→ **Passage**:
In one fell swoop, AWS has:

  • Legitimized Private Cloud as a reasonable, needed, and prudent step toward Cloud adoption for enterprises,
  • Substantiated the value proposition of Private Cloud as a way of removing a barrier to Cloud entry for enterprises, and
  • Validated the ultimate vision toward hybrid Clouds and Inter-Cloud

They made this announcement from the vantage point of operating as a Public Cloud provider — in many cases THE Public Cloud provider of choice for those arguing from an exclusionary perspective that Public Cloud is the only way forward.

Now, it’s pretty clear on AWS’ position on Private Cloud; straight form the horse’s mouth Werner says “Private Cloud is not the Cloud” (see below) — but it’s also clear they’re willing to sell you some 😉

The cost for VPC isn’t exorbitant, but it’s not free, either, so the business case is clearly there (see the official VPC site)– VPN connectivity is $0.05 per VPN connection with data transfer rates of $0.10 per GB inbound and ranging from $0.17 per GB – $0.10 per GB outbound depending upon volume (with heavy data replication or intensive workloads people are going to need to watch the odometer.)

I’m going to highlight a couple of nuggets from his post:

We continuously listen to our customers to make sure our roadmap matches their needs. One important piece of feedback that mainly came from our enterprise customers was that the transition to the cloud of more complex enterprise environments was challenging. We made it a priority to address this and have worked hard in the past year to find new ways to help our customers transition applications and services to the cloud, while protecting their investments in their existing IT infrastructure. …

Private Cloud Is Not The Cloud – These CIOs know that what is sometimes dubbed “private cloud” does not meet their goal as it does not give them the benefits of the cloud: true elasticity and capex elimination. Virtualization and increased automation may give them some improvements in utilization, but they would still be holding the capital, and the operational cost would still be significantly higher.

We have been listening very closely to the real requirements that our customers have and have worked closely with many of these CIOs and their teams to understand what solution would allow them to treat the cloud as a seamless extension of their datacenter, where their standard management practices can be applied with limited or no modifications. This needs to be a solution where they get all the benefits of cloud as mentioned above [Ed: eliminates cost, elastic, removes “undifferentiated heavy lifting”] while treating it as a part of their datacenter.

We have developed Amazon Virtual Private Cloud (Amazon VPC) to allow our customers to seamlessly extend their IT infrastructure into the cloud while maintaining the levels of isolation required for their enterprise management tools to do their work.

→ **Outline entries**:

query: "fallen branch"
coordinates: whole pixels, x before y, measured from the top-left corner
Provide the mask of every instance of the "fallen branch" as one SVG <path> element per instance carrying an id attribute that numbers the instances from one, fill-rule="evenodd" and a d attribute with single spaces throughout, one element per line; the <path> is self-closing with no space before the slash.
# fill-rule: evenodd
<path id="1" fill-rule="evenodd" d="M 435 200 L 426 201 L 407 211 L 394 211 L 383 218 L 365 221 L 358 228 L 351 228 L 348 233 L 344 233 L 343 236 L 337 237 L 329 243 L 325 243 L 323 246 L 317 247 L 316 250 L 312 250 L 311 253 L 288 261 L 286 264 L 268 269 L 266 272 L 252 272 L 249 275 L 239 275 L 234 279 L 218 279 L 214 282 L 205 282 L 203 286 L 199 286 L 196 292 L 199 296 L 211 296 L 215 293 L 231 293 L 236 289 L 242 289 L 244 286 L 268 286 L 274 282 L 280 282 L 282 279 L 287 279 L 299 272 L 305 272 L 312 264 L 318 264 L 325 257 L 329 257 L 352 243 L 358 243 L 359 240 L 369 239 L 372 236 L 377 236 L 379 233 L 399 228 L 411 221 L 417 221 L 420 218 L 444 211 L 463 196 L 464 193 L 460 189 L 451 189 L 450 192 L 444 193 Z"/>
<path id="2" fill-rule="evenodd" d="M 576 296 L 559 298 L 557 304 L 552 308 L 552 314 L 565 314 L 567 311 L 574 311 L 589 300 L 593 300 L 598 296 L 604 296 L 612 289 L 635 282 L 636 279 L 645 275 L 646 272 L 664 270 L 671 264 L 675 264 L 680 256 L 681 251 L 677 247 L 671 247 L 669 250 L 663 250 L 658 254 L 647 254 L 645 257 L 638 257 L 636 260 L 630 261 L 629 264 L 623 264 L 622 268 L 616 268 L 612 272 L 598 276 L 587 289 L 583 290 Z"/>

→ **Jobs**:
a: In the post about Amazon Virtual Private Cloud, what is the price of VPN connectivity per connection?
b: Write what follows the last sentence of the post about Amazon Virtual Private Cloud.

→ **Responses to the exercise**:
a: $0.05 per VPN connection.

b:
With Amazon VPC you can:

  • Create a Virtual Private Cloud and assign an IP address block to the VPC. The address block needs to be CIDR block such that it will be easy for your internal networking to route traffic to and from the VPC instance. These are addresses you own and control, most likely as part of your current datacenter addressing practice.
  • Divide the VPC addressing up into subnets in a manner that is convenient for managing the applications and services you want run in the VPC.
  • Create a VPN connection between the VPN Gateway that is part of the VPC instance and an IPSec-based VPN router on your own premises. Configure your internal routers such that traffic for the VPC address block will flow over the VPN.
  • Start adding AWS cloud resources to your VPC. These resources are fully isolated and can only communicate to other resources in the same VPC and with those resources accessible via the VPN router. Accessibility of other resources, including those on the public internet, is subject to the standard enterprise routing and firewall policies.

Amazon VPC offers customers the best of both the cloud and the enterprise managed data center:

  • Full flexibility in creating a network layout in the cloud that complies with the manner in which IT resources are managed in your own infrastructure.
  • Isolating resources allocated in the cloud by only making them accessible through industry standard IPSec VPNs.
  • Familiar cloud paradigm to acquire and release resources on demand within your VPC, making sure that you only use those resources you really need.
  • Only pay for what you use. The resources that you place within a VPC are metered and billed using the familiar pay-as-you-go approach at the standard pricing levels published for all cloud customers. The creation of VPCs, subnets and VPN gateways is free of charge. VPN usage and VPN traffic are also priced at the familiar usage based structure

All the benefits from the cloud with respect to scalability and reliability, freeing up your engineers to work on things that really matter to your business.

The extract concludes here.